EXERCISE DESCRIPTION — From the records below, copy out each line that has the word "foal".

▼

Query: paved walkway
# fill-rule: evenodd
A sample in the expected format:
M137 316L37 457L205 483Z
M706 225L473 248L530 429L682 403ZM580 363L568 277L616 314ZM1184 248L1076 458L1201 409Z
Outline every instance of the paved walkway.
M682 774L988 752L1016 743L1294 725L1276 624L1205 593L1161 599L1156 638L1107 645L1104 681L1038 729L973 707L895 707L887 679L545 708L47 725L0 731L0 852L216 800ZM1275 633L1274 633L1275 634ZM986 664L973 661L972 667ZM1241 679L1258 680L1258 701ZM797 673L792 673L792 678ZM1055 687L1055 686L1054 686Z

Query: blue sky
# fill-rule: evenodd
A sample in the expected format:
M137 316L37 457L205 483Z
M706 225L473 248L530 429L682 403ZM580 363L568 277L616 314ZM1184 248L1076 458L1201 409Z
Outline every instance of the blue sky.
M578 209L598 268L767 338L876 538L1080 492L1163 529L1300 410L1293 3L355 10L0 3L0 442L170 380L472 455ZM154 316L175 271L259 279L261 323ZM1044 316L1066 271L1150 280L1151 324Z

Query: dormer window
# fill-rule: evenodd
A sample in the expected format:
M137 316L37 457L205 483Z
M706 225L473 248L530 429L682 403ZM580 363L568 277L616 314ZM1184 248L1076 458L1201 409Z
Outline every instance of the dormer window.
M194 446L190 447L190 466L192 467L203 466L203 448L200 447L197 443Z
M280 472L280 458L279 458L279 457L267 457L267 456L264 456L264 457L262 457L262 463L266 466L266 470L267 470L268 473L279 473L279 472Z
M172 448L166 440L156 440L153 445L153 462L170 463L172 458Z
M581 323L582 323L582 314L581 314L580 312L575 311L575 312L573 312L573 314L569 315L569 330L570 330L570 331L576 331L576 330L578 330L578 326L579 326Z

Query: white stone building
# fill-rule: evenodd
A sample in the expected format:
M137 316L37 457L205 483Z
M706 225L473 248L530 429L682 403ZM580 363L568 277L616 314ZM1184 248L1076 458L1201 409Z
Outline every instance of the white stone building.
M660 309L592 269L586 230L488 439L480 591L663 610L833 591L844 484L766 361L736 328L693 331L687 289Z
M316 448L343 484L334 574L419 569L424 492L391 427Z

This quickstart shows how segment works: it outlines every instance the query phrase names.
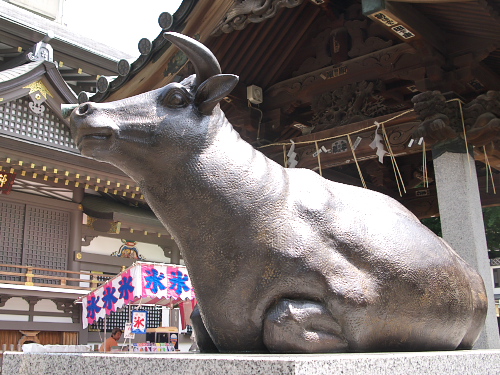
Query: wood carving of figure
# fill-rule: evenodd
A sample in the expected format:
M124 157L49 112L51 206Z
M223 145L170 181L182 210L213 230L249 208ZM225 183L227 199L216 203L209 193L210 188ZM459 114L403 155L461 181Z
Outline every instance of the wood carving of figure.
M500 135L500 92L488 91L464 107L467 141L485 146L498 141Z

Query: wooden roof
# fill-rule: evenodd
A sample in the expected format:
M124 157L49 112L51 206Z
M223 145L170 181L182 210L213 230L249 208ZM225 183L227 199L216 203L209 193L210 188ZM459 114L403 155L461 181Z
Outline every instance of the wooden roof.
M202 41L224 73L240 77L221 105L254 147L283 164L293 140L298 167L355 185L364 179L427 217L438 214L432 164L430 185L421 183L424 153L429 161L432 154L418 140L409 146L420 123L411 100L439 90L467 103L500 89L499 10L500 0L184 0L176 13L183 22L170 30ZM117 100L191 74L163 31L153 42L161 48L132 63L137 68L121 76L119 86L111 82L90 99ZM248 102L251 85L262 88L263 103ZM380 164L369 147L375 120L385 123L406 192L390 158ZM360 138L355 153L346 134L352 142ZM318 159L322 146L327 152ZM476 159L484 176L484 155ZM491 182L479 182L483 204L499 204Z
M360 1L327 0L316 5L315 2L307 0L268 0L260 7L261 1L247 0L243 9L235 11L238 4L242 4L236 1L233 9L224 13L223 10L232 3L227 0L185 0L173 17L174 20L182 22L174 21L168 30L197 36L214 52L224 72L238 74L243 84L255 84L264 90L300 73L311 71L310 69L339 64L365 55L366 53L360 52L359 56L354 56L355 52L351 51L345 56L345 60L342 60L342 52L346 52L342 51L339 56L330 56L328 39L332 38L332 32L337 34L339 28L345 29L346 22L349 21L351 22L347 26L351 34L359 34L358 38L348 35L346 44L350 47L356 43L372 43L373 50L382 50L382 45L375 45L377 41L392 45L406 42L427 58L447 60L432 61L434 64L440 64L446 71L456 70L459 64L464 63L490 68L499 63L497 59L500 49L497 45L500 39L500 22L498 9L495 8L500 8L498 0L385 2L385 7L390 10L387 14L396 15L405 21L405 25L411 25L416 38L409 40L401 39L384 25L363 15ZM380 3L384 4L382 0ZM205 16L207 13L213 14L215 21L208 20ZM357 21L359 24L355 26ZM362 25L364 22L366 24ZM235 23L238 25L231 26ZM207 32L207 29L211 28L212 30ZM147 91L152 87L161 87L175 76L177 72L165 71L168 67L163 63L163 55L172 58L175 49L162 40L162 33L160 30L153 44L161 45L164 49L151 50L147 64L142 63L144 57L140 56L137 62L141 62L141 68L129 72L129 77L125 80L130 83L122 84L120 93L114 94L113 100L129 95L131 90L127 86L140 84L142 87L135 92ZM371 39L368 40L369 38ZM330 42L333 43L333 40ZM161 61L158 61L160 59ZM166 77L154 84L142 83L144 79L140 82L133 80L140 70L147 70L152 74L162 71ZM495 81L485 84L490 87L498 84L498 73L489 73L493 73ZM426 89L428 86L429 84L421 88ZM113 87L109 89L111 92L116 91Z
M239 75L221 105L255 148L284 164L294 141L297 167L349 184L364 181L427 217L438 214L432 153L418 139L411 142L421 122L412 98L439 90L447 100L468 103L500 89L499 10L500 0L184 0L175 14L160 16L158 37L141 40L136 58L115 58L114 68L97 55L82 58L98 63L99 80L97 70L88 69L87 86L85 80L70 81L78 72L60 72L74 90L84 88L80 102L130 97L193 73L164 31L195 37L214 52L224 73ZM261 104L248 101L252 85L263 90ZM406 191L398 187L391 159L380 164L370 147L375 121L384 124ZM500 204L486 182L484 154L476 152L476 159L483 205ZM67 161L85 169L108 197L123 201L120 196L129 193L122 191L128 178L121 172L89 160ZM500 153L491 161L496 181ZM429 186L422 183L424 165ZM104 169L110 179L98 176Z
M168 16L160 21L168 23ZM140 44L141 51L148 49L147 40ZM39 47L48 53L39 53ZM129 67L128 57L0 1L0 171L16 175L14 199L25 200L26 194L19 193L27 193L81 204L91 222L82 228L87 245L98 235L133 237L161 246L169 256L175 243L137 184L116 167L82 156L61 114L61 104L76 103L80 90L95 91L99 77L106 83L109 76L119 76ZM36 199L37 204L50 202Z
M117 75L118 61L131 57L7 1L0 2L0 70L17 66L42 39L50 43L53 61L77 93L95 91L98 76ZM15 64L8 66L9 62Z

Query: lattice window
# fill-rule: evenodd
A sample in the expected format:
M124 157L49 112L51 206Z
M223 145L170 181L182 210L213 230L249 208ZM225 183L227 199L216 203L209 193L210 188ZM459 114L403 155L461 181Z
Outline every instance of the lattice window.
M24 204L0 202L0 263L17 264L23 254ZM0 267L2 271L22 272L21 269ZM0 280L20 281L19 276L0 276Z
M21 203L0 201L0 263L51 269L67 269L70 213ZM3 267L2 271L25 272ZM62 272L36 271L50 276ZM0 280L21 281L18 276ZM24 279L23 279L24 280ZM35 278L35 283L58 284L57 280Z
M28 206L24 229L23 264L65 270L68 260L70 215L42 207ZM60 272L37 271L51 276ZM56 280L34 279L35 283L56 284Z
M0 133L78 153L69 129L44 104L37 115L29 108L28 96L0 105Z
M129 322L129 314L131 310L146 310L148 312L148 320L146 328L161 327L161 306L124 306L120 311L111 313L106 317L106 329L112 330L113 328L125 329L125 323ZM89 325L89 331L104 332L104 319L97 320L94 324Z

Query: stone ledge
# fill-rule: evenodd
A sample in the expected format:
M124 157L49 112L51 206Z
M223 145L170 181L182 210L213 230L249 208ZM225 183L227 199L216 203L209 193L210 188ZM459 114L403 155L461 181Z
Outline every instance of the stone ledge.
M2 375L57 374L498 375L500 350L238 355L5 352Z

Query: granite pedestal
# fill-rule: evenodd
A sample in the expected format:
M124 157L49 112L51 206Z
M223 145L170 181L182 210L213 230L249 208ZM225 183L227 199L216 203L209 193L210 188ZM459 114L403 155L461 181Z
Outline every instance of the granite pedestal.
M14 374L498 375L500 350L314 355L6 352L2 375Z

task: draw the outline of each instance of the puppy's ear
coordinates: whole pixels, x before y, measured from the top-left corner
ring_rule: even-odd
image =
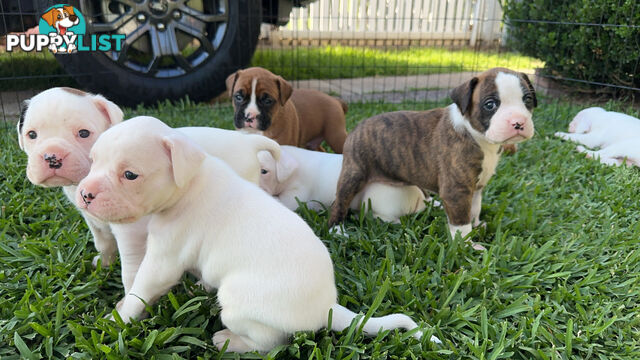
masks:
[[[233,88],[236,86],[236,81],[238,81],[238,76],[240,76],[240,72],[242,70],[238,70],[233,74],[227,77],[225,84],[227,85],[227,90],[229,91],[229,96],[233,96]]]
[[[122,122],[124,114],[118,105],[105,99],[102,95],[93,95],[93,103],[98,108],[98,111],[104,115],[109,127]]]
[[[266,170],[273,170],[275,168],[276,159],[273,157],[273,154],[269,150],[260,150],[256,154],[258,157],[258,163],[260,163],[260,168]]]
[[[531,91],[531,96],[533,96],[533,107],[537,107],[538,98],[536,97],[536,89],[533,88],[533,84],[531,84],[531,80],[529,80],[527,74],[520,73],[520,76],[522,76],[522,79],[527,83],[527,86],[529,87],[529,91]]]
[[[287,181],[298,168],[298,162],[286,152],[280,152],[280,160],[276,162],[276,179],[279,183]]]
[[[51,9],[46,13],[42,14],[42,20],[46,21],[49,26],[53,26],[56,23],[56,15],[58,14],[57,9]]]
[[[22,109],[20,109],[20,119],[18,119],[18,124],[16,125],[16,130],[18,130],[18,146],[20,146],[20,150],[24,150],[24,143],[22,142],[22,128],[24,127],[24,117],[27,114],[27,108],[29,107],[29,100],[25,100],[22,103]]]
[[[63,6],[64,10],[69,13],[69,15],[75,15],[75,13],[73,12],[73,6],[69,5],[69,6]]]
[[[458,105],[462,115],[471,111],[473,90],[476,88],[476,85],[478,85],[478,78],[474,77],[466,83],[451,90],[451,100]]]
[[[291,84],[282,76],[276,76],[276,84],[278,86],[278,91],[280,92],[280,105],[284,106],[284,104],[289,100],[291,94],[293,93],[293,87]]]
[[[169,152],[173,180],[179,188],[186,186],[200,170],[206,155],[184,135],[165,136],[162,145]]]

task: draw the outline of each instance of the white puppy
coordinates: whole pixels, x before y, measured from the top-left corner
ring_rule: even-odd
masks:
[[[331,258],[309,226],[182,134],[137,117],[102,134],[91,157],[76,205],[104,221],[151,216],[147,252],[118,308],[123,320],[140,316],[144,302],[189,270],[218,289],[227,327],[213,337],[218,349],[229,341],[229,351],[267,351],[295,331],[326,326],[329,310],[333,329],[356,316],[336,303]],[[394,314],[370,319],[364,330],[416,326]]]
[[[556,136],[583,144],[576,149],[607,165],[640,166],[640,120],[626,114],[592,107],[580,111],[569,124],[569,133]],[[625,160],[626,159],[626,160]]]
[[[27,177],[44,187],[62,186],[72,201],[76,185],[89,173],[89,150],[107,128],[122,121],[123,113],[100,95],[72,88],[52,88],[25,103],[18,123],[18,141],[28,155]],[[203,127],[180,128],[202,145],[209,154],[219,156],[245,179],[258,183],[257,152],[268,150],[279,157],[279,145],[259,135]],[[116,246],[120,252],[125,291],[133,283],[144,256],[147,221],[135,224],[108,224],[81,211],[103,265],[113,261]],[[116,239],[127,239],[118,241]]]
[[[258,153],[261,165],[260,187],[291,210],[298,199],[310,209],[330,207],[336,199],[336,187],[342,168],[342,155],[281,146],[280,160],[270,153]],[[369,183],[356,195],[351,208],[359,210],[364,202],[375,217],[398,222],[401,216],[422,211],[425,196],[417,186],[393,186]]]

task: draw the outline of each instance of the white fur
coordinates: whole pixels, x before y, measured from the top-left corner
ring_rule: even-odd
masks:
[[[247,119],[254,119],[255,121],[257,116],[260,115],[260,109],[258,109],[257,99],[256,99],[256,85],[258,84],[258,79],[253,78],[251,80],[251,96],[249,97],[249,105],[244,109],[244,116]],[[257,126],[257,124],[256,124]]]
[[[121,147],[111,145],[114,139]],[[170,156],[141,171],[141,182],[117,181],[118,164],[141,169],[149,153],[164,152],[162,146]],[[91,172],[79,188],[94,179],[103,187],[88,210],[104,220],[109,214],[151,216],[147,252],[118,309],[125,321],[139,317],[143,301],[154,302],[190,270],[218,289],[227,327],[213,336],[219,349],[229,341],[228,351],[268,351],[295,331],[327,326],[330,309],[332,329],[348,327],[356,316],[336,303],[331,258],[309,226],[184,136],[139,117],[107,131],[92,154]],[[129,191],[141,195],[122,196]],[[374,335],[397,327],[417,325],[394,314],[371,318],[364,331]]]
[[[18,142],[28,155],[27,177],[35,185],[62,186],[64,194],[73,203],[76,185],[89,172],[91,146],[102,132],[122,121],[123,113],[117,105],[100,95],[78,96],[61,88],[43,91],[26,105],[28,108],[22,131],[18,133]],[[80,129],[90,130],[91,135],[86,139],[80,138]],[[38,134],[36,139],[28,137],[31,130]],[[256,184],[260,169],[257,152],[267,150],[279,157],[279,145],[262,136],[214,128],[179,130],[192,137],[210,154],[228,161],[242,177]],[[63,166],[51,172],[43,160],[44,153],[65,154]],[[71,171],[67,171],[67,167]],[[63,176],[58,176],[61,172]],[[98,259],[102,259],[103,266],[108,266],[118,249],[122,283],[125,292],[128,291],[144,256],[148,219],[143,218],[134,224],[108,224],[84,210],[80,212],[100,254],[94,258],[93,265],[96,266]]]
[[[451,233],[451,237],[455,237],[456,233],[460,233],[460,236],[464,238],[465,236],[469,235],[471,229],[471,224],[453,225],[449,223],[449,232]]]
[[[455,129],[458,131],[462,131],[461,129],[468,131],[469,134],[471,134],[471,137],[473,137],[478,146],[482,149],[484,158],[482,159],[482,172],[480,173],[480,176],[478,176],[478,186],[486,186],[496,172],[496,167],[500,160],[500,144],[490,142],[482,133],[474,129],[469,121],[462,116],[462,113],[456,104],[449,105],[449,118],[451,119]]]
[[[580,111],[569,124],[569,133],[557,132],[557,137],[583,144],[590,151],[578,147],[588,157],[606,165],[640,166],[640,119],[626,114],[606,111],[599,107]]]
[[[310,209],[330,207],[336,199],[336,188],[342,155],[310,151],[294,146],[282,146],[280,161],[268,153],[258,153],[262,171],[260,187],[276,197],[291,210],[298,208],[299,200]],[[351,202],[351,208],[368,207],[388,222],[398,222],[401,216],[420,212],[425,208],[425,196],[417,186],[393,186],[370,183]]]
[[[514,144],[531,138],[534,134],[532,114],[523,102],[524,93],[520,78],[514,74],[500,72],[495,81],[500,106],[491,117],[484,137],[493,144]],[[523,130],[514,130],[516,122],[523,126]]]

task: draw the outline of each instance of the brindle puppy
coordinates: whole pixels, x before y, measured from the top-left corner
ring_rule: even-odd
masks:
[[[354,195],[374,181],[438,193],[452,235],[460,231],[464,237],[480,223],[482,189],[501,146],[533,136],[535,90],[525,74],[494,68],[455,88],[451,98],[454,104],[446,108],[371,117],[349,134],[331,226],[343,221]]]

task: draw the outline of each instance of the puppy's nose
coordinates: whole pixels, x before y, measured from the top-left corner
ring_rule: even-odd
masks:
[[[80,190],[80,195],[82,196],[82,201],[84,201],[85,205],[91,204],[91,201],[96,198],[93,193],[86,192],[84,189]]]
[[[51,169],[60,169],[62,167],[62,159],[58,159],[55,154],[44,154],[44,161],[49,162],[49,167]]]
[[[244,112],[244,117],[245,117],[245,119],[247,119],[247,120],[255,120],[255,119],[258,117],[258,112],[257,112],[257,111],[255,111],[255,110],[249,110],[249,109],[247,109],[247,110]]]
[[[78,17],[76,15],[69,15],[69,20],[76,21]]]
[[[524,130],[527,119],[523,116],[514,116],[509,120],[509,123],[515,130]]]

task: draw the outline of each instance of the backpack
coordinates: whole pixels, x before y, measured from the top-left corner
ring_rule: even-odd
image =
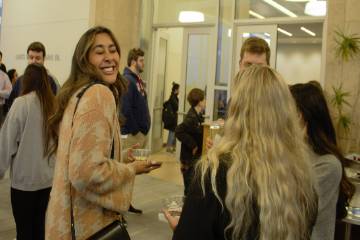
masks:
[[[164,128],[170,131],[174,131],[177,124],[177,114],[173,110],[169,100],[164,102],[162,110],[162,121]]]

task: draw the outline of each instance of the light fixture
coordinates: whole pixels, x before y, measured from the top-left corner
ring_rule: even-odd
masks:
[[[243,38],[249,38],[249,37],[250,37],[250,33],[248,32],[243,33]]]
[[[325,16],[326,1],[311,0],[305,5],[305,14],[310,16]]]
[[[308,2],[310,0],[286,0],[287,2]]]
[[[262,16],[262,15],[256,13],[256,12],[254,12],[254,11],[252,11],[252,10],[249,10],[249,14],[250,14],[251,16],[253,16],[253,17],[258,18],[258,19],[264,19],[264,18],[265,18],[264,16]]]
[[[289,17],[297,17],[297,15],[295,13],[293,13],[292,11],[287,9],[286,7],[278,4],[277,2],[274,2],[273,0],[263,0],[263,1],[266,2],[267,4],[269,4],[270,6],[276,8],[280,12],[288,15]]]
[[[286,30],[284,30],[284,29],[282,29],[282,28],[277,28],[277,30],[279,31],[279,32],[281,32],[282,34],[285,34],[285,35],[287,35],[287,36],[289,36],[289,37],[292,37],[292,33],[289,33],[288,31],[286,31]]]
[[[204,22],[204,14],[196,11],[181,11],[179,13],[179,22],[181,23],[195,23]]]
[[[307,29],[306,27],[301,27],[300,29],[303,30],[304,32],[306,32],[307,34],[313,36],[313,37],[316,36],[316,34],[315,34],[314,32],[310,31],[310,30]]]
[[[229,37],[229,38],[231,38],[231,34],[232,34],[232,30],[231,30],[231,28],[230,28],[230,29],[228,29],[228,37]]]

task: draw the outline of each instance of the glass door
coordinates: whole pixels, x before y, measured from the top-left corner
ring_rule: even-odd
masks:
[[[158,152],[163,145],[162,109],[166,82],[166,63],[168,55],[168,36],[162,31],[155,32],[155,46],[153,55],[152,75],[152,130],[151,150]]]
[[[193,88],[205,91],[205,121],[212,116],[216,71],[216,35],[214,28],[185,28],[183,35],[182,77],[179,93],[178,124],[183,121],[190,105],[186,98]],[[177,156],[180,144],[177,144]]]

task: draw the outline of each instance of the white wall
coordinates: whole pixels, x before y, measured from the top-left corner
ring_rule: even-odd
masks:
[[[33,41],[46,47],[45,66],[63,83],[80,36],[89,27],[90,0],[3,0],[0,49],[7,68],[22,74]]]
[[[276,69],[288,84],[320,81],[321,44],[279,44]]]

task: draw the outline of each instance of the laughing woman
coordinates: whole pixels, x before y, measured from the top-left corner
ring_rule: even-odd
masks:
[[[89,238],[129,209],[135,174],[156,168],[121,158],[116,103],[126,82],[119,61],[119,44],[107,28],[89,29],[76,46],[51,121],[58,137],[47,239]]]

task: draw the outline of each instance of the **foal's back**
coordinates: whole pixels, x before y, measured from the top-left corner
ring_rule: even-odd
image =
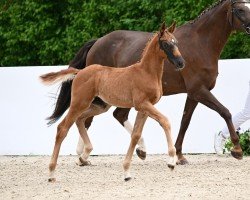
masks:
[[[141,92],[147,91],[148,94],[157,97],[153,99],[153,103],[159,100],[162,93],[161,84],[159,85],[158,80],[152,79],[152,75],[147,74],[140,63],[126,68],[90,65],[80,70],[72,87],[76,94],[81,92],[86,96],[88,93],[100,97],[110,105],[124,108],[134,107],[135,98],[138,98]]]

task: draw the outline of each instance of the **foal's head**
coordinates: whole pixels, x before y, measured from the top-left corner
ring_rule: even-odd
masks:
[[[179,70],[184,67],[185,61],[177,47],[178,42],[172,34],[174,30],[175,22],[169,28],[163,23],[159,32],[159,45],[160,49],[164,51],[164,56]]]

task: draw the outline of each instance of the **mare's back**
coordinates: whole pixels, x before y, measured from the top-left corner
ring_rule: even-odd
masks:
[[[101,64],[126,67],[141,59],[143,49],[153,33],[141,31],[113,31],[93,45],[87,56],[87,65]]]

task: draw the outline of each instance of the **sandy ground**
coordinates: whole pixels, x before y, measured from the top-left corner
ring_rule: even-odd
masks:
[[[119,156],[91,156],[92,166],[61,156],[57,182],[48,183],[49,156],[0,156],[0,200],[7,199],[250,199],[250,157],[186,155],[189,165],[167,167],[166,155],[133,157],[124,182]]]

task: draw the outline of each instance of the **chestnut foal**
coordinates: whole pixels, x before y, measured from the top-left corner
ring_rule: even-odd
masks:
[[[129,169],[132,155],[148,116],[158,121],[163,127],[170,156],[168,167],[174,168],[176,150],[172,140],[170,123],[153,106],[162,96],[164,59],[168,58],[177,69],[184,67],[184,59],[176,46],[177,41],[172,35],[174,29],[175,24],[167,29],[163,23],[160,32],[156,33],[147,44],[141,61],[129,67],[113,68],[94,64],[82,70],[68,68],[40,77],[45,84],[73,79],[70,108],[66,117],[57,127],[54,151],[49,164],[50,182],[56,180],[54,172],[62,141],[74,122],[78,123],[82,119],[93,116],[95,108],[91,106],[91,103],[95,97],[101,98],[109,105],[123,108],[134,107],[138,111],[130,146],[123,163],[125,181],[131,179]],[[84,126],[82,121],[79,124]],[[92,145],[85,127],[79,129],[79,132],[85,144],[84,152],[79,157],[79,164],[85,165],[88,163],[87,159]]]

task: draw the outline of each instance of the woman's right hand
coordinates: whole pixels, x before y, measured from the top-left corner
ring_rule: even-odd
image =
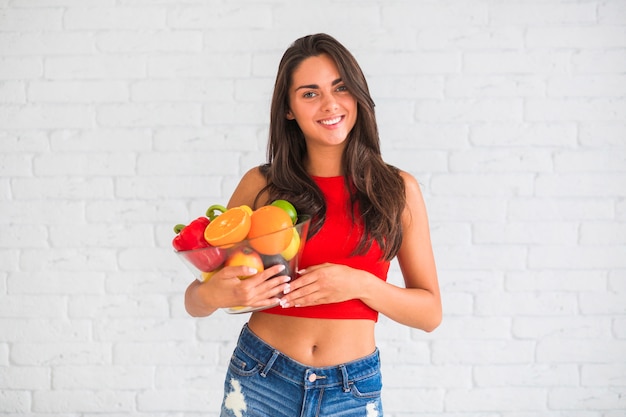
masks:
[[[291,277],[280,275],[284,265],[256,272],[247,266],[226,266],[208,281],[194,280],[185,291],[185,309],[193,317],[204,317],[218,308],[269,307],[289,292]],[[251,276],[250,276],[251,275]],[[240,279],[240,276],[250,276]],[[273,278],[270,278],[273,277]]]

▲

YOUR RESPONSE —
task: draw the outline of each instance of the **foal's back**
task: draw the outline of each instance of the **foal's head**
task: draw the outline of each instance of the **chestnut foal**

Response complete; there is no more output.